* How to complete this task:
This task calls for copying each line below that contains "pond".

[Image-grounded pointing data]
──────

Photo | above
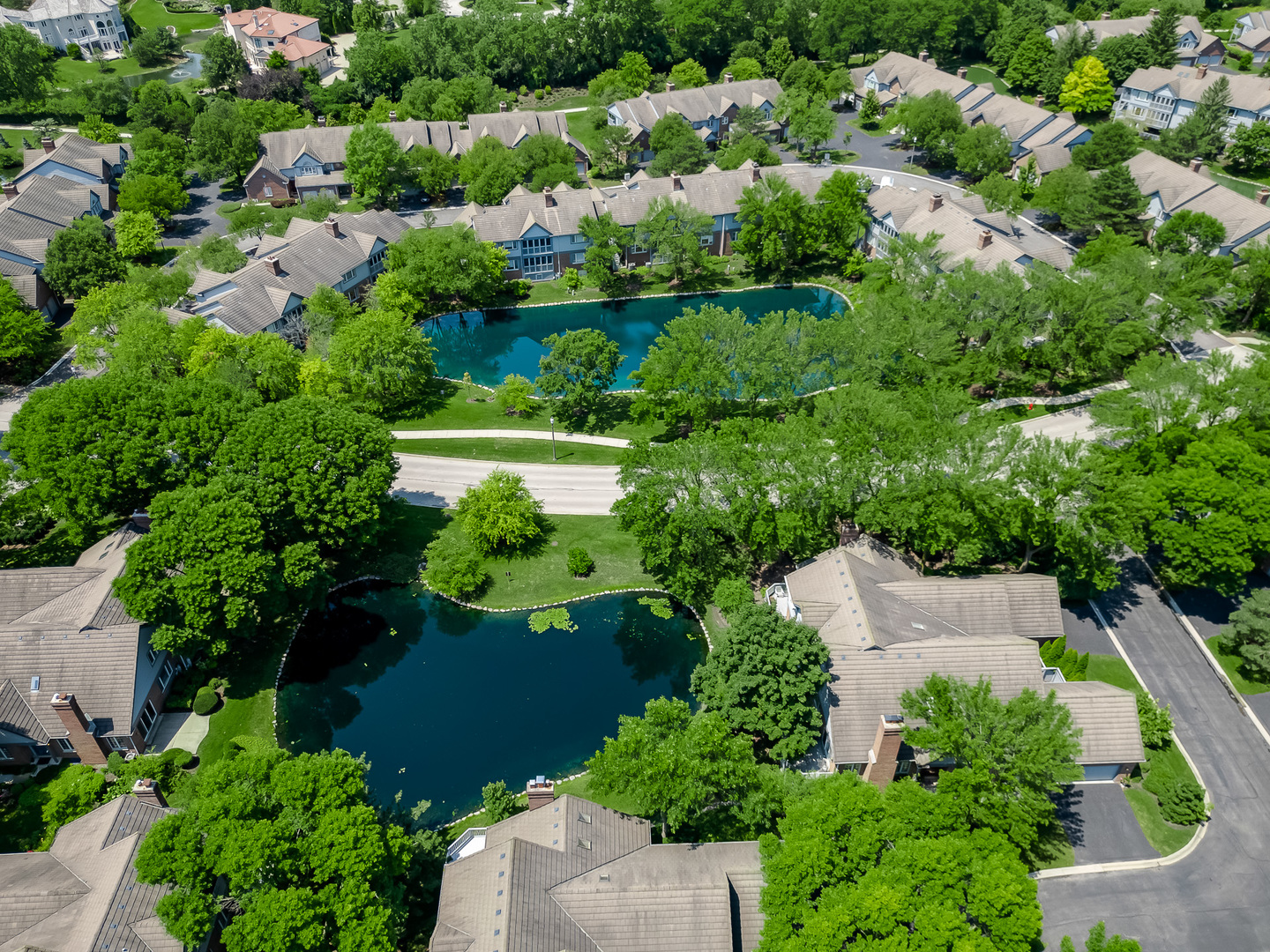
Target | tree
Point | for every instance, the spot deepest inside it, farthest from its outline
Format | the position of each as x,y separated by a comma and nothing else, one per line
579,367
224,63
765,678
294,843
433,271
152,193
453,568
135,234
932,122
1189,233
675,764
676,147
1111,144
26,65
376,164
381,358
675,231
779,227
1249,634
80,258
1161,37
225,144
689,75
982,150
1011,755
501,513
1087,89
1030,63
490,170
1250,152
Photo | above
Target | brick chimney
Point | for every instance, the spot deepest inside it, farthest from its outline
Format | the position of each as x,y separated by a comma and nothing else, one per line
147,792
79,729
884,756
540,791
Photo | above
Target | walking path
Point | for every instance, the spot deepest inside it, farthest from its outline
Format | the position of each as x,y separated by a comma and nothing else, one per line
513,435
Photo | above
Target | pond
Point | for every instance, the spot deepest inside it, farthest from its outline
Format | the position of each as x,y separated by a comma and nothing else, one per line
490,344
442,700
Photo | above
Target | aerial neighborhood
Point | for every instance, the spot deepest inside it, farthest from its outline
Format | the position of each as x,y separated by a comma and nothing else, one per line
576,476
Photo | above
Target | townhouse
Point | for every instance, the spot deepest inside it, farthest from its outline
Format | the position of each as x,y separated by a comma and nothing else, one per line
1172,188
542,236
300,164
709,109
1160,100
1194,46
346,253
265,31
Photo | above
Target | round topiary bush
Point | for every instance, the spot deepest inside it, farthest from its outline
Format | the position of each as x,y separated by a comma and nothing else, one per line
206,701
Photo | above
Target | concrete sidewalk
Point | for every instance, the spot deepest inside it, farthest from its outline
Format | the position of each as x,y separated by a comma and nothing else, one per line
512,435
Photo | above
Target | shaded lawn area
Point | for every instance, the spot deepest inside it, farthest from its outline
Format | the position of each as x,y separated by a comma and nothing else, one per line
513,450
1233,666
537,576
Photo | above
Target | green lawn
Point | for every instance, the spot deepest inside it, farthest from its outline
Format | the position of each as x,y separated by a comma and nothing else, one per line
1233,668
1111,669
542,576
446,407
513,450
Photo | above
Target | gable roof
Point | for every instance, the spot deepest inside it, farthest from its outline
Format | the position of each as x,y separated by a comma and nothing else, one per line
83,895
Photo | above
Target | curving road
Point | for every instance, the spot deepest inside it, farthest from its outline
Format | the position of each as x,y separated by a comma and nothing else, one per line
1215,897
438,481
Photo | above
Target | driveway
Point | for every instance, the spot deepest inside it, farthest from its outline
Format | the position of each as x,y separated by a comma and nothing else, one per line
565,490
1214,897
1100,824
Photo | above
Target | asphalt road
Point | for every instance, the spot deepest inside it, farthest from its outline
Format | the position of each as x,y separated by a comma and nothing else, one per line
565,490
1213,899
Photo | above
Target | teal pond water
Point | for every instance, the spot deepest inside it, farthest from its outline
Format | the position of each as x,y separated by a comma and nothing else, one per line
444,700
492,344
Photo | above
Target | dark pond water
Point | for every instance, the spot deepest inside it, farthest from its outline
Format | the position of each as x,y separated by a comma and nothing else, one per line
459,698
492,344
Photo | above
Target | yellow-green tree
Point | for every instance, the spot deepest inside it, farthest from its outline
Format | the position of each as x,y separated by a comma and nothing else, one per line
1087,88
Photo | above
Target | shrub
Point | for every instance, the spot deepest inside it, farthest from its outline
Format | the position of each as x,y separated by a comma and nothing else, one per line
205,701
580,562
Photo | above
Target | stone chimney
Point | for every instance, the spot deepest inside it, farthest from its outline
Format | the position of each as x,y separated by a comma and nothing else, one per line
147,792
540,791
80,730
884,756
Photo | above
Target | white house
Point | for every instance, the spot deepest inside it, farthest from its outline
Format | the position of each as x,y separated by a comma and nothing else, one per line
94,26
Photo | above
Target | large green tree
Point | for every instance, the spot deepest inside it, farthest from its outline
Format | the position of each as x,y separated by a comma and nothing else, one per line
765,678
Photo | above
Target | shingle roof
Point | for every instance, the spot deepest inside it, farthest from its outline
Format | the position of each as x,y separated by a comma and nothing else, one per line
83,894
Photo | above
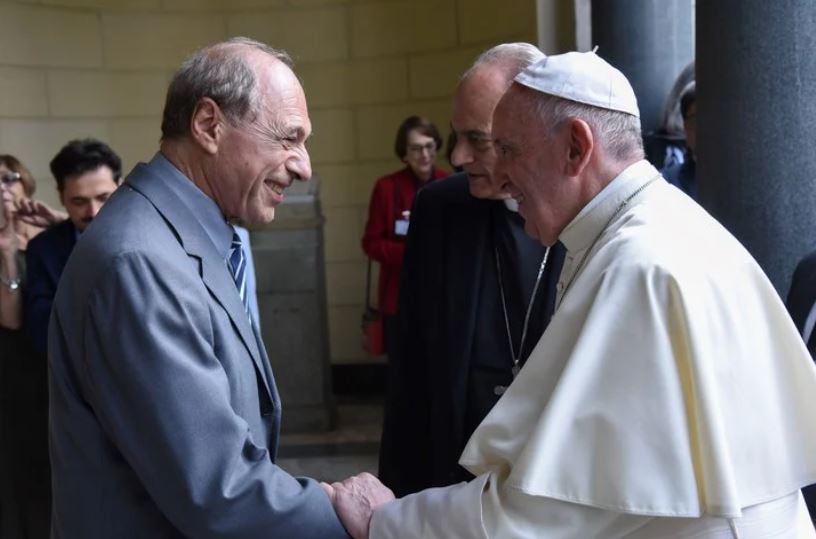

──────

* Output below:
Target | pond
Target | teal pond water
Target | dark pond water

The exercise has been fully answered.